TASK REQUIREMENTS => Output every row below verbatim, with no changes.

========================================

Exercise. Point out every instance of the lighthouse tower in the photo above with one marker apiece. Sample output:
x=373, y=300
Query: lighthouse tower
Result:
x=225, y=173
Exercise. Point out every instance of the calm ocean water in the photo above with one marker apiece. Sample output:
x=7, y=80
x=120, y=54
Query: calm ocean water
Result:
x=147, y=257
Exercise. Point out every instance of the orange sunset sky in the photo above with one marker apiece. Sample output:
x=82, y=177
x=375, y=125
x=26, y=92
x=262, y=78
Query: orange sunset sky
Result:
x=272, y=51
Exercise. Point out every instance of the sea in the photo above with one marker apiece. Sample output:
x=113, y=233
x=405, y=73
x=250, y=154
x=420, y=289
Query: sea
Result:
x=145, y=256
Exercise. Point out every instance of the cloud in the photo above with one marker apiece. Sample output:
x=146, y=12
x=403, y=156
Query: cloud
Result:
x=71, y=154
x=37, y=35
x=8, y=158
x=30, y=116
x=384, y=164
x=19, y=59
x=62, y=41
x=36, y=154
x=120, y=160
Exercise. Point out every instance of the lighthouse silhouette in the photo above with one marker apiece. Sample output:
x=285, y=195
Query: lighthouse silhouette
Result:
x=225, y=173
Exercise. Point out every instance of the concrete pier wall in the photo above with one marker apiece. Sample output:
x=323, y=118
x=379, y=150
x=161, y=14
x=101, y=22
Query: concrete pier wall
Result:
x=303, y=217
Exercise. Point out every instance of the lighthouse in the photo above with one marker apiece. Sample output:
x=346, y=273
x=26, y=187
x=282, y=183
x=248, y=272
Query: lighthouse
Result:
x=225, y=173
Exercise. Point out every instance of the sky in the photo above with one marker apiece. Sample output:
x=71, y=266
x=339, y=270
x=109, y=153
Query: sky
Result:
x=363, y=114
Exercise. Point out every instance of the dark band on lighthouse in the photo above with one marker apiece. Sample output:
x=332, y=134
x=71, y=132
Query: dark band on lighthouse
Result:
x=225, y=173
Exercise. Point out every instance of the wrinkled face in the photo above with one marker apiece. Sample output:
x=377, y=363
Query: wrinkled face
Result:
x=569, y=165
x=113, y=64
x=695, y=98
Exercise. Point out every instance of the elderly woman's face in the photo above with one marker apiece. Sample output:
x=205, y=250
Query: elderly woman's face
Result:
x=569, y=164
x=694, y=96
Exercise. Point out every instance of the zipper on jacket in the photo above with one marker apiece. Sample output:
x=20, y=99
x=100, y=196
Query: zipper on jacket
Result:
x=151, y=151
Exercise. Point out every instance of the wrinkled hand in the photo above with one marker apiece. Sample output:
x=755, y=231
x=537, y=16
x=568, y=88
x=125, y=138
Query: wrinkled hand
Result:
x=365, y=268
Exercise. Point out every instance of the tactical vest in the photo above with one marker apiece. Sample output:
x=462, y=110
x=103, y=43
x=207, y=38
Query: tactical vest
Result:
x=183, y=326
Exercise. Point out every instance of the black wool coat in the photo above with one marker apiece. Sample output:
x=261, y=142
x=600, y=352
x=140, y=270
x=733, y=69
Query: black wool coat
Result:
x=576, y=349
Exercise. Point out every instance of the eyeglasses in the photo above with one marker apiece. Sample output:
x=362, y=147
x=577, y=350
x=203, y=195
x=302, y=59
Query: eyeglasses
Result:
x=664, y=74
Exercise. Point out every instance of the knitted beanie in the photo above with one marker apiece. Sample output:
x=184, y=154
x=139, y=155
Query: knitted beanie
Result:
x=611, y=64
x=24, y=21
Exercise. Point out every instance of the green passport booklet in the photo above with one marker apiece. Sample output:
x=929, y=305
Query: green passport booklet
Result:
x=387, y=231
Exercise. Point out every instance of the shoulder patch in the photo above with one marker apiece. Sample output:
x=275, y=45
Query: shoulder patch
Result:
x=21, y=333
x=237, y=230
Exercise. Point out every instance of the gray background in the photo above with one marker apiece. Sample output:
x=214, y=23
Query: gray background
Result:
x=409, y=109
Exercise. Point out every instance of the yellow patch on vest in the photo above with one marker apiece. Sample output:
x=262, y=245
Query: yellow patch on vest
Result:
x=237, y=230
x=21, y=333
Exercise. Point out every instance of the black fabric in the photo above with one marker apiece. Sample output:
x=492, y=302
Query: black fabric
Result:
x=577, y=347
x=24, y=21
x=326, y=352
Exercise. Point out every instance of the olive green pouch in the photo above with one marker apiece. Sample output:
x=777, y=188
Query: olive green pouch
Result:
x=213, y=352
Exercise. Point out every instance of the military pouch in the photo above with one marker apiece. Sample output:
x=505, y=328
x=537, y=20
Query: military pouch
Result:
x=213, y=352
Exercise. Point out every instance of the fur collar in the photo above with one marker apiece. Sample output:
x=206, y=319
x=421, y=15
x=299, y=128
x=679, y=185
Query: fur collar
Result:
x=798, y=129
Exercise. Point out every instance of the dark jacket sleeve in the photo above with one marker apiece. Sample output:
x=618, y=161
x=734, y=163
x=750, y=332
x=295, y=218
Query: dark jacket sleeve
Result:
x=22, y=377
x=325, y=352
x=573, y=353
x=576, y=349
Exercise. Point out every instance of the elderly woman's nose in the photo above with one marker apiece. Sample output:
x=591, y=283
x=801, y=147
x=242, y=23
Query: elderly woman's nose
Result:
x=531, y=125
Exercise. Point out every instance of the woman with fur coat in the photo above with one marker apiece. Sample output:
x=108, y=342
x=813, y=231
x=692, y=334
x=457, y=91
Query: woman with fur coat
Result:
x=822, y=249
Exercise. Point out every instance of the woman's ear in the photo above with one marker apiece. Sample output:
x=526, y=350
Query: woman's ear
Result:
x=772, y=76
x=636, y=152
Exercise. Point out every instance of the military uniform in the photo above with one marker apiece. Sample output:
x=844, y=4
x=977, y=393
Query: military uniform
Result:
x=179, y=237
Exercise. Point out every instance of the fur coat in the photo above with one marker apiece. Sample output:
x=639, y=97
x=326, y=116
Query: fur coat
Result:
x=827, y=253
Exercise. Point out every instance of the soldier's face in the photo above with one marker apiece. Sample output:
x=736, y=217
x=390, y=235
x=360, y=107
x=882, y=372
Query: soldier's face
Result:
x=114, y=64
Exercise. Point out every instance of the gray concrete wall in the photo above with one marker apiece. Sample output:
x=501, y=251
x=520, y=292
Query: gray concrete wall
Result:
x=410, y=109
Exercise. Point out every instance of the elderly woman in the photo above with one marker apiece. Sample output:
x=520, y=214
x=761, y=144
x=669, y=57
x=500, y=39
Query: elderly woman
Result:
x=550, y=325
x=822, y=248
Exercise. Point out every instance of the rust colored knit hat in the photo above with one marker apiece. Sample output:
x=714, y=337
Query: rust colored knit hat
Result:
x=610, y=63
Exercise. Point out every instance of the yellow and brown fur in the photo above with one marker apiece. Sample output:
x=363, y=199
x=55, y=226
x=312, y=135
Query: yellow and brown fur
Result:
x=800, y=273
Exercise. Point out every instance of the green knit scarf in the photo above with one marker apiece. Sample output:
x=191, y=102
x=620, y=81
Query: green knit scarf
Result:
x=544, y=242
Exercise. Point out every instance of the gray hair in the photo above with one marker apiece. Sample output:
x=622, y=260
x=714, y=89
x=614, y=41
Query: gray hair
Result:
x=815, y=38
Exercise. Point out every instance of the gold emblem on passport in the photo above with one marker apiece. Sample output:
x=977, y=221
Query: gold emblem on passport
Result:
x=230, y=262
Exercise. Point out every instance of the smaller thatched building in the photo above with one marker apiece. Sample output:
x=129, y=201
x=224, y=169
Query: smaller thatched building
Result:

========================================

EXERCISE ANSWER =>
Exercise. Point out every instance of the lighthouse tower in the photo above with one marker apiece. Sample output:
x=373, y=300
Query: lighthouse tower
Result:
x=225, y=173
Exercise. Point out every instance of the calm ocean water in the photo above with one marker apiece. Sample output:
x=7, y=80
x=120, y=54
Query: calm ocean water
Result:
x=147, y=257
Exercise. Point out every instance of the orange sunset sky in the photo above with one marker apiece. Sample output:
x=82, y=177
x=375, y=125
x=26, y=92
x=262, y=78
Query: orange sunset sky
Result:
x=272, y=51
Exercise. Point out every instance of the sea in the photo above with one marker apiece. Sample output:
x=113, y=233
x=405, y=73
x=250, y=154
x=420, y=289
Query: sea
Result:
x=145, y=256
Exercise. Point out every instance of the cloud in the photo above with one marker apiece. Sample output:
x=146, y=12
x=403, y=156
Query: cloud
Result:
x=71, y=154
x=37, y=35
x=8, y=158
x=30, y=116
x=384, y=164
x=19, y=59
x=62, y=41
x=36, y=154
x=120, y=160
Exercise. Point out every instance of the lighthouse silhouette in the photo above with one marker apiece. Sample output:
x=285, y=195
Query: lighthouse silhouette
Result:
x=225, y=173
Exercise. Point out every instance of the concrete pier wall in the photo above with one marker apiece. Sample output:
x=323, y=118
x=379, y=150
x=161, y=14
x=101, y=22
Query: concrete pier wall
Result:
x=303, y=217
Exercise. Point out every instance of the lighthouse in the photo above with one marker apiece. Sample output:
x=346, y=273
x=26, y=187
x=282, y=183
x=248, y=272
Query: lighthouse
Result:
x=225, y=173
Exercise. Point out every instance of the sky in the photo above with one marker apiece. Sample output:
x=71, y=266
x=339, y=270
x=109, y=153
Query: sky
Result:
x=363, y=114
Exercise. Point out every instance of the dark band on lighthouse in the photo above with one marker apiece. Sample output:
x=332, y=134
x=71, y=132
Query: dark band on lighthouse
Result:
x=225, y=173
Exercise. Point out every instance of the wrinkled face in the photo above with one marker apiece. Sample output:
x=377, y=363
Query: wrinkled face
Result:
x=569, y=165
x=113, y=64
x=695, y=98
Exercise. Point out every instance of the elderly woman's face in the photo above with one marker apiece. Sample output:
x=205, y=250
Query: elderly woman's face
Result:
x=569, y=164
x=694, y=96
Exercise. Point out every instance of the zipper on jacket in the photo above with one marker apiece. Sample output:
x=20, y=99
x=100, y=196
Query: zipper on jacket
Result:
x=151, y=151
Exercise. Point out every instance of the wrinkled hand in the photo above with one marker apiece. Sample output:
x=755, y=231
x=537, y=16
x=568, y=88
x=125, y=138
Query: wrinkled hand
Result:
x=365, y=268
Exercise. Point out every instance of the tactical vest in the photo above with one marker apiece. Sample output:
x=462, y=110
x=103, y=43
x=207, y=38
Query: tactical vest
Result:
x=183, y=326
Exercise. Point out every instance of the black wool coat in the photo above with one marker apiece. Sample output:
x=261, y=142
x=600, y=352
x=140, y=270
x=733, y=69
Query: black wool coat
Result:
x=576, y=349
Exercise. Point out every instance of the eyeglasses in the photo above with one marker apiece. Sample output:
x=362, y=147
x=577, y=350
x=203, y=195
x=302, y=59
Query: eyeglasses
Result:
x=664, y=74
Exercise. Point out every instance of the knitted beanie in the photo above with one marker apiece. Sample output:
x=184, y=154
x=139, y=155
Query: knitted beanie
Result:
x=611, y=64
x=24, y=21
Exercise. Point out every instance of the green passport booklet in the photo above with one marker apiece. Sample output:
x=929, y=305
Query: green passport booklet
Result:
x=387, y=231
Exercise. Point out every instance of the shoulder patch in the photo above with one marker apiece. Sample output:
x=275, y=45
Query: shoulder patch
Result:
x=21, y=333
x=237, y=230
Exercise. Point out every instance of the gray background in the photo above with one marker apiece. Sample output:
x=214, y=23
Query: gray background
Result:
x=409, y=109
Exercise. Point out every instance of the yellow patch on vest in the photo above with one marker apiece. Sample output:
x=262, y=245
Query: yellow patch on vest
Result:
x=237, y=230
x=21, y=333
Exercise. Point out every instance of the black fabric in the photo above with one marker apiece. Sample output:
x=492, y=302
Query: black fabric
Result:
x=577, y=347
x=24, y=21
x=326, y=352
Exercise. Point out every instance of the olive green pouch in the photo above with one marker apiece. Sample output:
x=777, y=188
Query: olive green pouch
Result:
x=213, y=352
Exercise. Point out every instance of the military pouch in the photo above with one marker apiece. Sample output:
x=505, y=328
x=537, y=20
Query: military pouch
Result:
x=213, y=352
Exercise. Point out every instance of the fur collar in the photo above with one marker apiece. Sample output:
x=206, y=319
x=421, y=15
x=299, y=128
x=679, y=185
Query: fur collar
Result:
x=798, y=129
Exercise. Point out every instance of the dark jacket sleeve in the photo above with one marker apiece. Sample output:
x=618, y=161
x=734, y=163
x=750, y=332
x=295, y=218
Query: dark jacket sleeve
Result:
x=22, y=377
x=325, y=352
x=573, y=353
x=576, y=349
Exercise. Point out every instance of the elderly woman's nose in the photo above with one marker apiece. Sample output:
x=591, y=283
x=801, y=147
x=242, y=23
Query: elderly woman's nose
Result:
x=531, y=125
Exercise. Point out every instance of the woman with fur coat in the photo above with one marker apiece. Sample output:
x=108, y=342
x=813, y=231
x=692, y=334
x=457, y=91
Query: woman with fur coat
Result:
x=822, y=249
Exercise. Point out every instance of the woman's ear in the photo above with one marker apiece. Sample output:
x=526, y=350
Query: woman's ear
Result:
x=772, y=76
x=636, y=152
Exercise. Point out every instance of the military uniform in the photo above with one marker apiece. Sample output:
x=844, y=4
x=977, y=393
Query: military uniform
Result:
x=179, y=237
Exercise. Point out every instance of the fur coat in the photo above with one marker apiece. Sample output:
x=639, y=97
x=326, y=116
Query: fur coat
Result:
x=827, y=253
Exercise. Point out every instance of the soldier's face in the photo above with one marker apiece. Sample output:
x=736, y=217
x=390, y=235
x=360, y=107
x=882, y=372
Query: soldier's face
Result:
x=114, y=64
Exercise. Point out every instance of the gray concrete wall in the photo above with one marker apiece. Sample output:
x=501, y=251
x=520, y=292
Query: gray concrete wall
Result:
x=410, y=109
Exercise. Point out every instance of the elderly woman in the photo above with one marker apiece. Sample output:
x=520, y=214
x=761, y=144
x=669, y=57
x=500, y=39
Query: elderly woman
Result:
x=550, y=325
x=822, y=248
Exercise. Point out every instance of the rust colored knit hat in the photo above with one marker apiece. Sample output:
x=714, y=337
Query: rust colored knit hat
Result:
x=610, y=63
Exercise. Point out every instance of the yellow and brown fur in the photo above with one marker apiece. Sample output:
x=363, y=199
x=55, y=226
x=312, y=135
Query: yellow and brown fur
Result:
x=800, y=273
Exercise. Point out every instance of the green knit scarf in the photo above with one marker apiece. Sample output:
x=191, y=102
x=620, y=81
Query: green knit scarf
Result:
x=544, y=242
Exercise. Point out every instance of the gray hair in the photo above with one marker apiece. Sample output:
x=622, y=260
x=714, y=89
x=614, y=41
Query: gray hair
Result:
x=815, y=38
Exercise. Point out every instance of the gold emblem on passport in the photo above with one marker apiece. Sample output:
x=977, y=221
Query: gold emblem on passport
Result:
x=230, y=262
Exercise. Point out every instance of the smaller thatched building in the photo above with one marker apiece. Sample output:
x=129, y=201
x=224, y=169
Query: smaller thatched building
Result:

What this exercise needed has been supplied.